TASK GOAL
Every entry must be transcribed exactly as written.

Stored data entries
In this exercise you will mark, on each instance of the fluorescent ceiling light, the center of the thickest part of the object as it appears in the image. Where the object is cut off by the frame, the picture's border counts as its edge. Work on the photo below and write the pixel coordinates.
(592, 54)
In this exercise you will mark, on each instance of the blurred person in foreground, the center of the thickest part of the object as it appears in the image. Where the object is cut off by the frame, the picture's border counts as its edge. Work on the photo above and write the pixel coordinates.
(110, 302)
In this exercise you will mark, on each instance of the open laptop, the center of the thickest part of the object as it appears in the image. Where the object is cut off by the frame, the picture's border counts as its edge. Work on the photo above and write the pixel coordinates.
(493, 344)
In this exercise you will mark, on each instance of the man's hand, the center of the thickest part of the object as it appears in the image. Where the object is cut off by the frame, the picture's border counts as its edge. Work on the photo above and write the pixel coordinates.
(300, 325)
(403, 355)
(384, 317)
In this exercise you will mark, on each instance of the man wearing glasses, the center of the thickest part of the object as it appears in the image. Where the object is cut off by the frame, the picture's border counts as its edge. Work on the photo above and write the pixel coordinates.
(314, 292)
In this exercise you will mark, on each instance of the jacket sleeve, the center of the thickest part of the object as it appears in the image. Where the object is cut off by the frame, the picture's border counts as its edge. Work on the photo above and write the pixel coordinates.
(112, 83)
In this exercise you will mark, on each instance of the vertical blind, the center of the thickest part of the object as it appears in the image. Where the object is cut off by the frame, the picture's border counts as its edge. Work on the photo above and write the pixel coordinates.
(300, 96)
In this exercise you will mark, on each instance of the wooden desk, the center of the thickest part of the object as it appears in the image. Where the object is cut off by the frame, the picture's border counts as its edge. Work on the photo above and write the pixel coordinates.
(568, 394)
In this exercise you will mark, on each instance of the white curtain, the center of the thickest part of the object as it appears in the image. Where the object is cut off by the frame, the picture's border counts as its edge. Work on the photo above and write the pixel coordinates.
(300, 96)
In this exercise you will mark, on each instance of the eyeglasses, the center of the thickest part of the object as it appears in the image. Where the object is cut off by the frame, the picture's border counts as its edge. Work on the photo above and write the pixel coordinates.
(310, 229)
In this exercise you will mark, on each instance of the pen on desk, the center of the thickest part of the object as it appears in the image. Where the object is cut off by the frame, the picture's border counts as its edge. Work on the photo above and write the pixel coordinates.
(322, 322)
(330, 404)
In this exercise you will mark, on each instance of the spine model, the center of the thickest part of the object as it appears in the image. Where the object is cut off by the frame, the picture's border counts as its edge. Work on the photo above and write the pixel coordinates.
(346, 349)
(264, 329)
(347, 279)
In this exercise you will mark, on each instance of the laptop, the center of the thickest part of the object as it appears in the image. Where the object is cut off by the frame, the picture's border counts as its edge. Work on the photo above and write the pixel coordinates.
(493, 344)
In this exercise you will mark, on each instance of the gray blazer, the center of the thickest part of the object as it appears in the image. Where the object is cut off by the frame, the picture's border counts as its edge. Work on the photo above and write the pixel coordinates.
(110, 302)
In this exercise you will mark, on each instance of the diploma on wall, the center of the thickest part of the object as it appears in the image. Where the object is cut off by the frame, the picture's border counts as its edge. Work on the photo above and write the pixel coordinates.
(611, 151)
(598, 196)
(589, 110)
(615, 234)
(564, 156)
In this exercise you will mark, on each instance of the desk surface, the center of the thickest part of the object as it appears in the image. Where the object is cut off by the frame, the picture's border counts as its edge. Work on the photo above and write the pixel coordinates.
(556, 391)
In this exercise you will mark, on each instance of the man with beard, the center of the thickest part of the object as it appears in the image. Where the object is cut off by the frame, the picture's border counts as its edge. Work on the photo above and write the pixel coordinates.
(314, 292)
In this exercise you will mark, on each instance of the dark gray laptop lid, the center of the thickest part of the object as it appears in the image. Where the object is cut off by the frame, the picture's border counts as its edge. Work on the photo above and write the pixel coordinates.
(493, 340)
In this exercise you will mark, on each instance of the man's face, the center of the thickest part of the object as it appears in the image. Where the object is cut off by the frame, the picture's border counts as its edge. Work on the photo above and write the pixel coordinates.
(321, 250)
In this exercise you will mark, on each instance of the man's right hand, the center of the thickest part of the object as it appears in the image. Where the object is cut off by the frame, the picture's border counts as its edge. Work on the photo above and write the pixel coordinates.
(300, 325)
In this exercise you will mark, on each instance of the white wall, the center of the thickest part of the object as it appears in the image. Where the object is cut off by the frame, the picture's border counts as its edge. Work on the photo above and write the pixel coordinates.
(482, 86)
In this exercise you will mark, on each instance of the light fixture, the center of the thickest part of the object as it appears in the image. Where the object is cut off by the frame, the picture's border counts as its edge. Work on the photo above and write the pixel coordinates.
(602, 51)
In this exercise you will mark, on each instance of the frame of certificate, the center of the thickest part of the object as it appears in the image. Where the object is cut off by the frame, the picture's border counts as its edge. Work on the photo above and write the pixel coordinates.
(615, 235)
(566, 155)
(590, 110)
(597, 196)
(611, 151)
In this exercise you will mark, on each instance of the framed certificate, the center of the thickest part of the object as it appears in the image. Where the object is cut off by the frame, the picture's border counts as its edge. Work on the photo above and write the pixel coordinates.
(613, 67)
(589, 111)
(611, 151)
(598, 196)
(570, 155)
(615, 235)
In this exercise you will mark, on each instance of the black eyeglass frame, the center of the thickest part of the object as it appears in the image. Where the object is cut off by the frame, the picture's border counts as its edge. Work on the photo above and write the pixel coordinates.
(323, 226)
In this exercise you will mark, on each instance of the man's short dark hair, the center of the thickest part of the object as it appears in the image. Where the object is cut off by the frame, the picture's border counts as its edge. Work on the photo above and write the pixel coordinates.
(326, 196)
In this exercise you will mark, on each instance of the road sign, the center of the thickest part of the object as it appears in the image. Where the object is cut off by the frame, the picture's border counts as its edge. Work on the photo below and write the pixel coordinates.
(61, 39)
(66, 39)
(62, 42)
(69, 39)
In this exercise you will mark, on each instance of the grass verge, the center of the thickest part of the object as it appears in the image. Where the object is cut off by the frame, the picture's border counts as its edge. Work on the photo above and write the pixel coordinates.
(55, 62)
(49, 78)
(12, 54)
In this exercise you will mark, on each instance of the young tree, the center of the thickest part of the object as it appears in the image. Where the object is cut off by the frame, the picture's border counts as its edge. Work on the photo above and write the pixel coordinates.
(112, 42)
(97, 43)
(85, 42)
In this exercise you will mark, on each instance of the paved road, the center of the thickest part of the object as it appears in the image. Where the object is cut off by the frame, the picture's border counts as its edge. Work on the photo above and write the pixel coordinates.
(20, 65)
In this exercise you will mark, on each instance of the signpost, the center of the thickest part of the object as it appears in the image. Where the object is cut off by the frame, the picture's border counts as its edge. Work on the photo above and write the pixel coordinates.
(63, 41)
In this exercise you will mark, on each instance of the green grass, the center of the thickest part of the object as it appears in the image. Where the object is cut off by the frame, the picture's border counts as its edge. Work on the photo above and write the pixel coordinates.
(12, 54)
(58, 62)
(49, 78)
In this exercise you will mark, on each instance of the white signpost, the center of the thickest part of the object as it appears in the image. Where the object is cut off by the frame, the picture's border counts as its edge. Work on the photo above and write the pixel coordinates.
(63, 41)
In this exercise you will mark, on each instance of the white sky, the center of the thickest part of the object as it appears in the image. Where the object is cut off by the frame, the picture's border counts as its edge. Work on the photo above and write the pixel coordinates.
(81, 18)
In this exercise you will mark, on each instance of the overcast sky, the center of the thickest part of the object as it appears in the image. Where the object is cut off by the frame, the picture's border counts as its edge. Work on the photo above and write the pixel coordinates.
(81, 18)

EXERCISE SOLUTION
In this exercise you will mark, on each instance of the fluorescent ceiling light, the center of the thickest part of the object as it appears in the image. Where the object is cut off by the frame, the picture's border counts as its edge. Work on the photo below and write the pixel coordinates.
(592, 54)
In this exercise you will mark, on each instance of the blurred person in foreground, the center of the thickest part of the object as it appears in the image. Where the object is cut off by the frame, the picture's border counts as its edge. Work on the photo above and write the pixel coordinates.
(110, 302)
In this exercise you will mark, on each instance of the open laptop, the center of the thickest part of the object as it appears in the image. Where the object is cut off by the frame, the picture's border counts as its edge. Work on the photo above and write the pixel coordinates.
(493, 344)
In this exercise you will mark, on each instance of the man's hand, the center of the thickest part of the object as it appears in the image. Where the object is cut off by the frame, the picture's border counts as its edge. Work on the photo above and write the pixel coordinates.
(300, 325)
(403, 355)
(384, 317)
In this exercise you will mark, on each instance of the man wearing glasses, the center of the thickest part of the object as it appears in the image. Where the object is cut off by the frame, the picture's border counts as its edge. Work on the photo above and write the pixel coordinates.
(314, 292)
In this exercise you will mark, on each instance of the jacket sleeve, the center of the thickest part of the object as it appears in the image. Where the object is cut off by the frame, the picture's border counts as its edge. Work on the photo above and write the pixel coordinates.
(112, 83)
In this exercise you will mark, on each instance of the vertical blind, the center of the thickest part of the object as it appears in the image. Where the object is cut off by the frame, the picture's border counts as its edge. Work on the photo above and write the pixel coordinates.
(300, 96)
In this exercise you will mark, on each instance of the wooden desk, the center of the thickest part of the object as it appears in the image. Where the object is cut off by the frame, the picture's border counts as its edge. Work on the photo above and write the pixel coordinates.
(568, 394)
In this exercise you will mark, on each instance of the white curtain, the center of the thickest part of the object as it appears in the image. Where the object is cut off by the frame, the picture's border counts as its edge. Work on the photo above and write the pixel coordinates.
(300, 96)
In this exercise you will mark, on each instance of the eyeglasses, the center of the thickest part of the object as it appears in the image. Where the object is cut off by the frame, the picture's border counts as its edge. Work on the photo above and write the pixel coordinates.
(310, 229)
In this exercise you will mark, on each instance of the pen on desk, the center of the thickest part of the object as it appears in the image. Where the object is cut off by the frame, the picture's border counts as its edge. Work on the photo above and write the pixel coordinates.
(322, 322)
(330, 404)
In this exercise you will mark, on each instance of the spine model, the center of the thickest part of the object as it appears in the image. Where the object is cut off by the frame, the picture's border counts as its edge. Work on the photo above and write the pixel coordinates.
(346, 349)
(264, 329)
(347, 279)
In this exercise you will mark, on each instance of the laptop, the center of the thickest part of the object as it appears in the image. Where the object is cut off by the frame, the picture's border counts as its edge. Work on the photo above and write the pixel coordinates.
(493, 344)
In this exercise you will mark, on each instance of the gray blazer, the center of the thickest part of the object as it appears in the image. Where the object is cut off by the frame, the picture's border counts as its edge. Work on the photo above and write the pixel coordinates.
(110, 302)
In this exercise you will mark, on each instance of the diploma on wall, the center of the thickest part of the object as it appears in the image. Where the object is cut off by the frame, the picture's border counts as its edge. Work on the photo above and write the pixel coordinates.
(611, 151)
(598, 196)
(589, 110)
(615, 234)
(564, 156)
In this exercise you will mark, on each instance of the desk surface, the center of the thickest part of the object as it appears in the image. Where the object is cut off by the frame, the picture's border counts as its edge. Work on the photo above and write the pixel coordinates.
(556, 391)
In this exercise you will mark, on each instance of the man with beard, the center of the thickest part of the object as it appears in the image. Where the object is cut off by the frame, the picture's border counts as its edge. Work on the photo above and write the pixel coordinates.
(314, 292)
In this exercise you will mark, on each instance of the dark gray laptop lid, the center of the thickest part of the object as it appears in the image. Where the object is cut off by the frame, the picture's border counts as its edge. Work on the photo above and write the pixel coordinates.
(493, 340)
In this exercise you will mark, on each instance of the man's face, the center of the thickest part of the object as it appears in the image. Where the object is cut off by the frame, the picture's border counts as its edge. Work on the photo above and write the pixel coordinates.
(321, 250)
In this exercise you will mark, on each instance of the man's right hand, the center of the thickest part of the object as it appears in the image. Where the object is cut off by the frame, the picture's border counts as its edge. Work on the photo above and write the pixel coordinates.
(300, 325)
In this exercise you will mark, on each instance of the white wall, the center of the thickest part of the object as it appears in the image. Where the object is cut off by the frame, the picture's border counts as its edge. Work on the photo above and write the pixel coordinates.
(482, 86)
In this exercise you will mark, on each instance of the light fixture, the center of the thickest part of the object as it appears in the image. Where the object is cut off by the frame, the picture's border counts as its edge. Work on the photo above and write the pixel coordinates.
(602, 51)
In this exercise you will mark, on each instance of the frame of certificate, the center of the thickest part of the object as it appears in the image. Where the object is cut off by the frame, the picture's border counts as its edge. Work on the photo above and write the pixel coordinates.
(615, 235)
(566, 155)
(590, 110)
(597, 196)
(611, 151)
In this exercise you will mark, on each instance of the framed certificate, the center of the thickest part of the object as it appears in the image. Where the object is cut off by the frame, the picture's border counts as its edge. Work on the photo above and write the pixel coordinates.
(613, 67)
(589, 111)
(611, 151)
(598, 196)
(570, 155)
(615, 235)
In this exercise you will mark, on each instance of the black eyeglass frame, the center of the thickest part of the object as it appears in the image. Where the object is cut off by the frame, the picture's border counts as its edge. Work on the photo above and write the pixel coordinates.
(323, 226)
In this exercise you will mark, on each instance of the man's short dark hair, the center of the thickest part of the object as it appears in the image. Where the object is cut off by the frame, the picture's border counts as its edge. Work on the photo above and write the pixel coordinates.
(326, 196)
In this exercise you will mark, on each instance of the road sign, the center of the thickest part of the object as it appears in the image. Where the object is cut off by the frame, the picture's border counts as its edge. Work on the photo below and write the pixel coordinates.
(61, 39)
(66, 39)
(62, 42)
(69, 39)
In this exercise you will mark, on each instance of the grass verge, the center of the thickest part of the object as it appears in the image. Where the object is cut off by the frame, the picture's border counts as its edge. Work on the photo above and write the pixel coordinates.
(55, 62)
(49, 78)
(12, 54)
In this exercise you will mark, on each instance of the young tree, the center of the thickest part of the object as it appears in the image. Where the object is cut off by the frame, the picture's border counts as its edge. Work on the photo above and write the pixel coordinates.
(112, 42)
(97, 43)
(85, 42)
In this exercise you will mark, on each instance of the paved road, the center of the thickest part of the object as it appears in the image. Where the object is cut off by the frame, the picture's border counts as its edge. Work on the photo above and write the pixel coordinates.
(20, 65)
In this exercise you will mark, on each instance of the signpost, the center of the thickest part of the object as it appears in the image. Where the object is cut off by the frame, the picture's border counts as its edge. Work on the photo above and write the pixel coordinates.
(63, 41)
In this exercise you will mark, on each instance of the green grass, the center of the thickest part of the object as it appears in the image. Where the object is cut off by the frame, the picture's border counts as its edge. Work on the photo above and write the pixel coordinates.
(12, 54)
(58, 62)
(49, 78)
In this exercise you will mark, on each instance of the white signpost, the center of the thickest part of the object as it appears in the image. Where the object is cut off by the frame, the picture's border counts as its edge. Work on the photo above and write the pixel coordinates.
(63, 41)
In this exercise you will mark, on each instance of the white sky, the center of the thickest part of the object as it appears in the image. Where the object is cut off by the frame, the picture's border counts as its edge. Work on the photo above and write the pixel coordinates.
(81, 18)
In this exercise you will mark, on each instance of the overcast sky, the center of the thickest part of the object as it appears in the image. Where the object is cut off by the frame, the picture's border counts as its edge. Work on the photo above and write the pixel coordinates.
(81, 18)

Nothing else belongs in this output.